In the material below, pick out and copy every line that contains the string "ceiling". Case counts.

************

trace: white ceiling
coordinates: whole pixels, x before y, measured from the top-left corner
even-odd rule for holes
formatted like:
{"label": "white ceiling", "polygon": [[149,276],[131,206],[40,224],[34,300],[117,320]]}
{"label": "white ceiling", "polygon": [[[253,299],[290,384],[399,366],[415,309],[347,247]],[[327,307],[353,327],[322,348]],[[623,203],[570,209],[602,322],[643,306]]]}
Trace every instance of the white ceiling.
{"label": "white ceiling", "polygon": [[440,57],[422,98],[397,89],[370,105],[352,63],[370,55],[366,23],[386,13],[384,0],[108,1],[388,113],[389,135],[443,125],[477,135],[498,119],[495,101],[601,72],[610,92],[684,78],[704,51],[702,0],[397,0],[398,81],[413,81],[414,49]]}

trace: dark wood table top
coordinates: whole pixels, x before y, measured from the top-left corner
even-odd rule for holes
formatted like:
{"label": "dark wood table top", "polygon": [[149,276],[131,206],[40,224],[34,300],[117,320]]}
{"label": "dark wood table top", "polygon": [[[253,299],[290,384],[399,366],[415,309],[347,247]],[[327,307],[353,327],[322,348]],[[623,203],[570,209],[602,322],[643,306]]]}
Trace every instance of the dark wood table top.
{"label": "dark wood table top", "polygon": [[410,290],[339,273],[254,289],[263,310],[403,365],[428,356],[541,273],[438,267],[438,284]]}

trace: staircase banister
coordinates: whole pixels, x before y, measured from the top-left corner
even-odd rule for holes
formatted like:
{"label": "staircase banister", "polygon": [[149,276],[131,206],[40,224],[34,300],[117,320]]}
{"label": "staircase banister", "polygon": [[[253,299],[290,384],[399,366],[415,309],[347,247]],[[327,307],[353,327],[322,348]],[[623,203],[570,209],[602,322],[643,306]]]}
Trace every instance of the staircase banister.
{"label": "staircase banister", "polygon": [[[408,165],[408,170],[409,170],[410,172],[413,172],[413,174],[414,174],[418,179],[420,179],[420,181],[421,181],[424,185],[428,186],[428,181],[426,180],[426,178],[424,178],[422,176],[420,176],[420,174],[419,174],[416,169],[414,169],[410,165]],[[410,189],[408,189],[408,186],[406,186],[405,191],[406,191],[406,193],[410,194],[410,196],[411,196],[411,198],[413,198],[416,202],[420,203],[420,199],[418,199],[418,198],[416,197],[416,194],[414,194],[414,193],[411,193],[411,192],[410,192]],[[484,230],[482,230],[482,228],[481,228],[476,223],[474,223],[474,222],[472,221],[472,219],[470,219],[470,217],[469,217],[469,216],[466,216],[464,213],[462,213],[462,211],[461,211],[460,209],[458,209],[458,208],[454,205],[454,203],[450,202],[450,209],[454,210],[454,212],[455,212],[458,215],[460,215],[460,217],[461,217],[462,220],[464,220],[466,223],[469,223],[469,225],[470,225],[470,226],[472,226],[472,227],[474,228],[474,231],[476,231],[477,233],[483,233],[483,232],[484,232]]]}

************

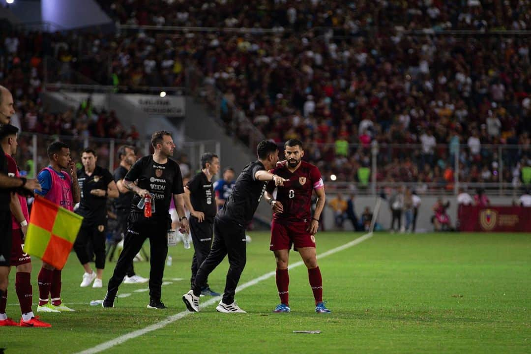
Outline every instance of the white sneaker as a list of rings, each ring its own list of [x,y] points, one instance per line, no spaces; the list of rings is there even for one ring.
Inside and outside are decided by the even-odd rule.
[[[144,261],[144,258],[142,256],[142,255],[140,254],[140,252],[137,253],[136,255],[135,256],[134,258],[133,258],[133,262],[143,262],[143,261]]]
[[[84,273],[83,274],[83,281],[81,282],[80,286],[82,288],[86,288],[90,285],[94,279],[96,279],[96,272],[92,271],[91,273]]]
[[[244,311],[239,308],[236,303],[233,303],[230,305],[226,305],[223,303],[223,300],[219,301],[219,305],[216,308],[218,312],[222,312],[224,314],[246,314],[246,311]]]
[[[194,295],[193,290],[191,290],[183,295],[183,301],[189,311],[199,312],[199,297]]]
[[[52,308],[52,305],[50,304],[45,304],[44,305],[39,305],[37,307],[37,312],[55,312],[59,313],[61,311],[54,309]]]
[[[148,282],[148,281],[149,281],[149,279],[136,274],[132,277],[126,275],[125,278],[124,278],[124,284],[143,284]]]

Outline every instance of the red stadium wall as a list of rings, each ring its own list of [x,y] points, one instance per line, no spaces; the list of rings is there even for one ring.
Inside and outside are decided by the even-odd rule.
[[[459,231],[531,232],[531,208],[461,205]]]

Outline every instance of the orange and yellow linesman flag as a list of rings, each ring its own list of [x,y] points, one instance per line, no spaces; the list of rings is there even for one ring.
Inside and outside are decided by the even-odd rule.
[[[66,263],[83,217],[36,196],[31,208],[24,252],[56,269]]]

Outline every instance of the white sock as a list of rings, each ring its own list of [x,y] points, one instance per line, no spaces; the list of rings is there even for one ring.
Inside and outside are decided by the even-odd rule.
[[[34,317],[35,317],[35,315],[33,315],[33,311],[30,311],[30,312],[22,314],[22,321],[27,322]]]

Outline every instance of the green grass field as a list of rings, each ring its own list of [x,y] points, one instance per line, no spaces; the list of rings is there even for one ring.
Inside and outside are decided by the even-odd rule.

************

**THE SOLUTION**
trace: white ceiling
{"label": "white ceiling", "polygon": [[149,276],[131,206],[40,224],[34,300],[117,320]]}
{"label": "white ceiling", "polygon": [[[253,299],[290,384],[399,366],[415,309],[347,247]],[[327,307],[353,327],[322,348]],[[623,203],[570,209],[602,322],[643,306]]]}
Trace every instance of the white ceiling.
{"label": "white ceiling", "polygon": [[440,57],[422,98],[397,89],[370,105],[352,63],[370,55],[366,23],[386,13],[384,0],[108,1],[388,113],[389,135],[443,125],[477,135],[498,119],[495,101],[601,72],[610,92],[684,78],[704,51],[702,0],[397,0],[398,81],[413,81],[414,49]]}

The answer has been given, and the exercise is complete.